● **Passage to read**:
Get to know the newcomers, activists and volunteers we met in Athens, Berlin and London and their unique experiences of refuge, welcome and the digital city.
Renée, Al-Dar
Neukölln, Berlin, September 2018
I started in 1978 by providing the first German language course for Arabic women. The families at that time were coming from the war in Lebanon and there was nothing available in Arabic. It quickly became very clear that language was not enough. They had many issues, many questions.
So we started a self-help space for Arabic women, Al-Dar, where they could come together to be able to help each other. We don’t set the agenda, the community of women who come to our space do. We have these open meetings where women discuss issues close to them and the skills or resources they need. We then go about sourcing them. We’ve had typewriting classes, computer lessons, swimming lessons, homework support. Even group activities to learn how to ride a bike!
Different groups of refugees have had very different experiences arriving here. The ones who flew here from Lebanon in the 70s/80s had easier journeys, they just took a flight. But when they arrived they were rejected and isolated. The Syrians and Iraqis now have had very difficult journeys, but once here they found a politically welcoming environment. The Lebanese refugees were concerned with issues of residency, risk of deportation and constant instability. This led to endless other problems, many of them familial, such as divorce and attempts to marry Germans for residency. The Syrians and Iraqis today are dealing with other traumas, whether it is from their journeys or the wars they’ve witnessed and experienced.

● **Task**:
Continue the Al-Dar account above, starting right after its last sentence. The entries that follow are separate material, unrelated to the Al-Dar account above.

● **Data section**:
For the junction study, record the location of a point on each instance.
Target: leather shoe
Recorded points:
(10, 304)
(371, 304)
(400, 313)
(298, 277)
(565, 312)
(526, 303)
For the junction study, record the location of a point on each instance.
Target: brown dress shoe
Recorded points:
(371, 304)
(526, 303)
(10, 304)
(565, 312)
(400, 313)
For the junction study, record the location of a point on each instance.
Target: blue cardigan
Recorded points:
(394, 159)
* * *
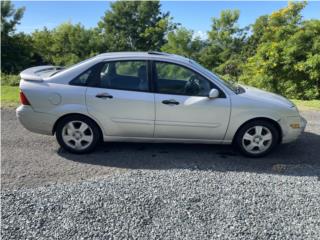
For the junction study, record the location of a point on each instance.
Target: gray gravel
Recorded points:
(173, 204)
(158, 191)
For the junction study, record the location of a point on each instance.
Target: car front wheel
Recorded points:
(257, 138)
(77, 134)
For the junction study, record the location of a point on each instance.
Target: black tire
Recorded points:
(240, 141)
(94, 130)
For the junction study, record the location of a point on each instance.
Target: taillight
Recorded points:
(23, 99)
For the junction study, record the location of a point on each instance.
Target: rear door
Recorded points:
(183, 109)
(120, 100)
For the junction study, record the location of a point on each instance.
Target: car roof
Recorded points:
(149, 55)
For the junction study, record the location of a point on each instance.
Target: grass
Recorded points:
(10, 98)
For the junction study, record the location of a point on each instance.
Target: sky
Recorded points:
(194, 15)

● **Output of the exercise**:
(loss)
The digital emerges a lot in our open forums. Parents feel children spend too much time online and have too much access. So we developed a course specifically tailored to helping parents deal with these issues by teaching them how to have a look at browsing histories, how to block certain websites and introduce parental controls. It is important to recognise that this is not an issue that is particular to the Arabic community or refugees. Parents are dealing with this all over the world. We are addressing it using Arabic rather than German, but we speak about it as a global problem not a cultural one.
We have programmes with men as well, we don’t know if we can reach them but we try. We support them to find new roles for themselves, we talk about relationships with their children, the importance of not just love but respect. Because you can love someone but still think you can order them around. This is our most difficult work, but we never communicate this as adapting to or integrating into German society. It is not specific to Arabic culture, it as a gradual democratic transition all around the world. Even in Germany, gender roles were very different only a couple of decades ago. So we don’t speak about civilizations, as if one is better then the rest. This strategy does not work. I always tell them cultures are like living beings, we need to shed our old skin cells all the time no matter what skin we wear.
(home)
It took years for Al-Dar to be legalised and accepted by the German Senate. We’ve done some great things but we are also limited by the laws we can work within. When refugees started to arrive in the 70s, they were given ‘Duldung,’ which literally translates to “temporary toleration extensions” and had to be renewed every 3-6 months. This lasted four decades and entire generations of children were born into this situation. In 1981 it got worse with new restrictions banning refugees from working and their children from going to university. When they finally gave children of ‘Duldung’ permit holders rights to study and work, but they had already lost the motivation… Many of the laws since the 1990s were good, but they were too late. It took so long for politicians to understand how important this was.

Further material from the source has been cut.